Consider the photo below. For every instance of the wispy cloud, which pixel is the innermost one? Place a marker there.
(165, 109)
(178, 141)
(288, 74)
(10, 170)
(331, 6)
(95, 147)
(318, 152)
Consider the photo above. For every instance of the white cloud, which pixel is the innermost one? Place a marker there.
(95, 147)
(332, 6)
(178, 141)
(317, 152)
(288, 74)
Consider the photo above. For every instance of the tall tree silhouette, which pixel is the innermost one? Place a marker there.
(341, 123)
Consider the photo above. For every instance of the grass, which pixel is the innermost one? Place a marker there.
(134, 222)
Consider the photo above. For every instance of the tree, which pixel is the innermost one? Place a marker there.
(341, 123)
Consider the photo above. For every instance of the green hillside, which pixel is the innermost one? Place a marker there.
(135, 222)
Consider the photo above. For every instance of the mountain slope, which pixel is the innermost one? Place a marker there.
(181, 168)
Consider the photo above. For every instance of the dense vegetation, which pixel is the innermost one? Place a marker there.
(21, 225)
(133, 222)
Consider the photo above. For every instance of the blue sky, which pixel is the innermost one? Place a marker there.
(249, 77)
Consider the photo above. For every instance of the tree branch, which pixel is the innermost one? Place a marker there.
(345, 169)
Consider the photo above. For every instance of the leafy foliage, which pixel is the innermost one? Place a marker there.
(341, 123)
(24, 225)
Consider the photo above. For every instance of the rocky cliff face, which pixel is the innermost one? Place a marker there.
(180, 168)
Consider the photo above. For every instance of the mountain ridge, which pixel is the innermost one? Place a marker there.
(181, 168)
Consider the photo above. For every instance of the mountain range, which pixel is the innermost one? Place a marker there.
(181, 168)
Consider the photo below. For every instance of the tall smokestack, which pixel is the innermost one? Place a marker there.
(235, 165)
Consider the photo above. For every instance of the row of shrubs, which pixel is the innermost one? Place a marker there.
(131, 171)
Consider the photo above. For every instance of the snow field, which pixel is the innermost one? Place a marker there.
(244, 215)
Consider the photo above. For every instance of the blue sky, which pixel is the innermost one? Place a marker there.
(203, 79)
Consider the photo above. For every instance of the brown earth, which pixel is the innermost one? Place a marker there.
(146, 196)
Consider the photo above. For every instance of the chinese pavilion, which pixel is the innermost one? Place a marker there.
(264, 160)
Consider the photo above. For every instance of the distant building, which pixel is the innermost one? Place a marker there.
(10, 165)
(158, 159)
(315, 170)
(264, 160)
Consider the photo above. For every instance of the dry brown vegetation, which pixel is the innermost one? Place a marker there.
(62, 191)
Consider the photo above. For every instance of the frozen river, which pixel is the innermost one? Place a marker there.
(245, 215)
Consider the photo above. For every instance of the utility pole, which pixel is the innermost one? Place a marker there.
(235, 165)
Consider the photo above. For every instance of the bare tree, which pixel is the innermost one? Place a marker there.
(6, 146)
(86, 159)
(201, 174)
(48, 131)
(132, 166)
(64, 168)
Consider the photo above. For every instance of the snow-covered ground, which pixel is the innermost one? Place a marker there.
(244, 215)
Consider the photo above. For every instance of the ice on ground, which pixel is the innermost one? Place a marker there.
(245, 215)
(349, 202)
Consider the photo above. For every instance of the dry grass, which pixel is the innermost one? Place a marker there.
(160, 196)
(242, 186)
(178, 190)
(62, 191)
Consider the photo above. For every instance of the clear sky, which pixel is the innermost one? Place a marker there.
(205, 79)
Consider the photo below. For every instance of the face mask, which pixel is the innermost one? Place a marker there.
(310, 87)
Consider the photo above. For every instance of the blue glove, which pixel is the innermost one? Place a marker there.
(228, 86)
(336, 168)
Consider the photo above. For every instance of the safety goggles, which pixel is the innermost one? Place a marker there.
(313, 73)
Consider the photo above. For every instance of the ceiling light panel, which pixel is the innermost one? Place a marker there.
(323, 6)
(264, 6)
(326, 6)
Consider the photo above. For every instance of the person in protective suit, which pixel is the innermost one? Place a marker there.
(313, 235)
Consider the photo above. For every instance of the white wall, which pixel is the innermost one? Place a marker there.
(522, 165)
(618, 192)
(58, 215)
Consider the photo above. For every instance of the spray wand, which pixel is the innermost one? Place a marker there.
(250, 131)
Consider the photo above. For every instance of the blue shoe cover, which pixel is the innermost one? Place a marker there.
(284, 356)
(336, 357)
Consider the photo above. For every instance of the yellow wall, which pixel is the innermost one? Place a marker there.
***
**The exercise**
Write out the lines above, starting at the line that contains "Consider the photo above. For every instance of the bare" and ending with the final line, and nothing else; copy them exactly.

**Exercise response**
Consider the photo above. For every instance of the bare tree, which pixel is the innermost one? Place a marker there.
(6, 146)
(86, 159)
(201, 174)
(48, 131)
(132, 166)
(64, 168)
Consider the photo above. For every instance of the snow-covered ground, which pixel is the innermost one? Place a marker there.
(244, 215)
Consider the photo above. For every instance of the ice on ground, which pixel is the innermost one? Place a marker there.
(245, 215)
(349, 202)
Consider the photo above. For every instance of the dry grass, which pixel is the innermost one? Place a marker there.
(160, 196)
(242, 186)
(178, 190)
(62, 191)
Consider the photo above. For every instance of the clear sky, which pixel is the innermost one? Place a marker there.
(205, 79)
Consider the photo below. For every instance of the face mask, which pixel is the innermost one? Place a marker there.
(310, 87)
Consider the photo above. For every instance of the blue glove, which pixel is the innermost one? Place a marker there.
(228, 86)
(336, 168)
Consider the photo above. For every instance of the safety goggles, which pixel is the innermost one? Place a marker there.
(313, 73)
Consider the photo above. For every instance of the ceiling light panel, which pixel is the innermost one? Place a marker there.
(323, 6)
(264, 6)
(326, 6)
Consider the photo above. For every instance of the person in protective suit, which pixel is the innermost one? Place a marker there.
(313, 235)
Consider the photo above. For every instance of the white wall, which pixel is the innermost one? Place a marker there.
(522, 165)
(618, 192)
(58, 215)
Consider the photo above. For every instance of the spray wand, which pixel is the innermost one? Place a marker there.
(250, 131)
Consider the photo above. For every instance of the blue shoe cover, which pixel is the innermost one? Place a marker there.
(284, 356)
(336, 357)
Consider the photo above. For every instance of the yellow wall, which pixel is the innermost one? Place a marker there.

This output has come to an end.